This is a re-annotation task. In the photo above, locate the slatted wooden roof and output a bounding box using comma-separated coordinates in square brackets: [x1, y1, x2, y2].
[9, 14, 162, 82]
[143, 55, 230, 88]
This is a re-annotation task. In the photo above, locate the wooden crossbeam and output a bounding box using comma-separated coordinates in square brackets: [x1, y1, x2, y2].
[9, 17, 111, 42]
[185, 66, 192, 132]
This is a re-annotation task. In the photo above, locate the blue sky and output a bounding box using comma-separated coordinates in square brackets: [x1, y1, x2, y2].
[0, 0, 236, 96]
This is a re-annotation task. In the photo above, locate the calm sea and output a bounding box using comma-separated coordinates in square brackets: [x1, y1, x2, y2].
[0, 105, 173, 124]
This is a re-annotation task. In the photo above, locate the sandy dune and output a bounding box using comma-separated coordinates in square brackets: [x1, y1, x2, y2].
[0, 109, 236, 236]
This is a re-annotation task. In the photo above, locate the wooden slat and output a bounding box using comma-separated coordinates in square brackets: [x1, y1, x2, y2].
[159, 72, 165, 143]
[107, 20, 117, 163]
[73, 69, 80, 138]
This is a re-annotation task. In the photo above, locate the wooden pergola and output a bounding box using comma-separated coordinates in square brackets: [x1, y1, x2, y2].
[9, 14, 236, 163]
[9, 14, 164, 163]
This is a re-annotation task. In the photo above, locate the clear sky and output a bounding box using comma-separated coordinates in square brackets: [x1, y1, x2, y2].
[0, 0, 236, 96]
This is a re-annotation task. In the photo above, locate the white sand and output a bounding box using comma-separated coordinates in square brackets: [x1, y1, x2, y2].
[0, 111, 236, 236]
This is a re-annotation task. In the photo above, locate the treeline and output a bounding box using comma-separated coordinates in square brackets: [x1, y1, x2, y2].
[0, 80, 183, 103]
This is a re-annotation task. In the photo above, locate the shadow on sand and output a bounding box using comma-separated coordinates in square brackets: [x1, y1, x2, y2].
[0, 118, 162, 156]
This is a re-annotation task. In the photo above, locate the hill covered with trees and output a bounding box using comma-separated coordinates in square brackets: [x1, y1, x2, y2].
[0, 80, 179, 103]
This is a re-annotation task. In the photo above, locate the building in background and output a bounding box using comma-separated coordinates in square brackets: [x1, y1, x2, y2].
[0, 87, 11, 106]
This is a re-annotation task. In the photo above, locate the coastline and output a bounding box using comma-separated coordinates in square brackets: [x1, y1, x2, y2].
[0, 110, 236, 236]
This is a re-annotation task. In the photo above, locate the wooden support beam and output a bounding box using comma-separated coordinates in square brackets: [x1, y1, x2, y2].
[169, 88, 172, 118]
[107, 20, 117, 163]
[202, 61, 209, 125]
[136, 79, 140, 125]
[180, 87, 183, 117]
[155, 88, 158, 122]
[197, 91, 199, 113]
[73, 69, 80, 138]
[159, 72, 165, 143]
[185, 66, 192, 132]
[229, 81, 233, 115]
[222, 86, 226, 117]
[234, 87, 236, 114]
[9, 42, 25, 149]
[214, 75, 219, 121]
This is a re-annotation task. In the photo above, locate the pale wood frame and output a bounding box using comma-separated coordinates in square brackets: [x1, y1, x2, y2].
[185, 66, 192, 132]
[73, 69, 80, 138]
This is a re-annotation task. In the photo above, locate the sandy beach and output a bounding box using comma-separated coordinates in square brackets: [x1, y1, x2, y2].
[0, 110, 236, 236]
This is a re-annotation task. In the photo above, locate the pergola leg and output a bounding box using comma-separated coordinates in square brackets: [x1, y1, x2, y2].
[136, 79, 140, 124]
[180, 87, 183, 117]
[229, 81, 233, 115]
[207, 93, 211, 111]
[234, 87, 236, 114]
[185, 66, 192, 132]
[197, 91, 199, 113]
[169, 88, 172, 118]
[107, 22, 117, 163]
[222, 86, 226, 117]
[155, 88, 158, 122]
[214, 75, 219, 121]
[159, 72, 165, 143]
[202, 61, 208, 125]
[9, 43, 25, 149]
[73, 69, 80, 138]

INSTRUCTIONS TO FOLLOW ▸ Rewrite all of the records above, replacing "wooden" with "timber" and leaving everything else unchanged.

SOLUTION FOR THIS PROBLEM ▸
This is a re-annotation task. In the photo above, locate the slatted timber roof and output a bounding box using comma-separated coordinates in square brackets: [x1, y1, x2, y2].
[9, 14, 162, 82]
[143, 55, 230, 88]
This is a re-annotation task. In the photo above, locate the timber crossbeam and output a bounding box using comma-separated coordinates in square brackets: [x1, y1, x2, y2].
[9, 17, 111, 42]
[185, 66, 192, 132]
This is a re-annotation task. In the photo above, locate the blue sky and output a bounding box using comma-separated coordinates in square brackets: [x1, y1, x2, y2].
[0, 0, 236, 96]
This is a re-annotation task. In the photo above, locate the calm sea and output a bounding box using comma-separated coordinates in square brackets: [x1, y1, x2, y2].
[0, 105, 173, 124]
This is a re-annotation task. In the photo above, locate the sandy dune and output a bounding box using comma-separated coordinates in square brackets: [x1, y1, x2, y2].
[0, 109, 236, 236]
This is a re-annotation task. In the photo above, locate the timber slat and output a bounding box using comma-separated coordinates in square brackets: [x1, y1, x2, y2].
[159, 72, 165, 143]
[107, 20, 117, 163]
[73, 69, 80, 138]
This is a re-annotation task. In the photo above, locate the timber pergola and output a bounding box using comma-separated coordinates in square brackets: [x1, y1, x2, y2].
[9, 14, 236, 163]
[9, 14, 164, 163]
This is a re-annotation task. In the photo above, locate the clear sky and output a bounding box using comma-separated coordinates in square brackets: [x1, y1, x2, y2].
[0, 0, 236, 96]
This is a re-annotation task. In the photo above, locate the white sand and output a bounding box using comma-separated coordinates in square brackets: [x1, y1, x2, y2].
[0, 111, 236, 236]
This is a re-annotation task. In the photo above, locate the treeline and output a bounding box using comma-separated coordinates in square brackets: [x1, y1, x2, y2].
[0, 80, 183, 103]
This is a re-annotation task. In the photo above, locate the shadow on sand and output a bounding box using comma-separated coordinates in square brackets: [x1, y1, x2, y2].
[0, 118, 162, 156]
This is a re-annotation task. In the photo above, locate the hill covered with trees and output a bounding box using comma-separated coordinates in square brackets: [x1, y1, x2, y2].
[0, 80, 179, 103]
This is a re-annotation task. In the photo above, locate the building in background and output a bounding box using comma-separated coordinates in square brackets: [x1, y1, x2, y2].
[0, 87, 11, 106]
This is a re-annotation task. In the photo above, locate the coastline and output a bounding box using comma-separated coordinates in square brackets: [x1, y1, x2, y2].
[0, 110, 236, 236]
This is a re-annotation task. In the photo above, locate the timber support beam and output a bounding box using comma-separated coordinates in square brackets: [x1, y1, x2, y2].
[169, 88, 172, 118]
[107, 20, 117, 163]
[202, 61, 209, 125]
[136, 79, 140, 125]
[180, 87, 183, 117]
[155, 88, 158, 122]
[197, 91, 199, 113]
[73, 69, 80, 138]
[159, 72, 165, 143]
[185, 66, 192, 132]
[229, 81, 233, 115]
[222, 86, 226, 117]
[234, 87, 236, 114]
[9, 42, 25, 149]
[214, 75, 219, 121]
This is a re-annotation task. In the photo above, locate the pale wood frame and output a bounding box using comma-separated coordinates in square brackets: [x1, y1, x2, y2].
[185, 66, 192, 132]
[73, 69, 80, 138]
This is a re-annotation task. In the photo above, locate the sandy beach and output a bounding box using comma-separated coordinates in square brackets: [x1, y1, x2, y2].
[0, 110, 236, 236]
This is a re-annotation task. In the photo above, locate the pergola leg and output a bounding box using comma-separated coordinates in square brackets: [x1, y1, x2, y2].
[136, 79, 140, 124]
[180, 87, 183, 117]
[229, 81, 233, 115]
[207, 93, 211, 111]
[234, 87, 236, 114]
[185, 66, 192, 132]
[197, 91, 199, 113]
[169, 88, 172, 118]
[107, 22, 117, 163]
[222, 86, 226, 117]
[155, 88, 158, 122]
[214, 75, 219, 121]
[159, 72, 165, 143]
[202, 61, 208, 125]
[9, 43, 25, 149]
[73, 69, 80, 138]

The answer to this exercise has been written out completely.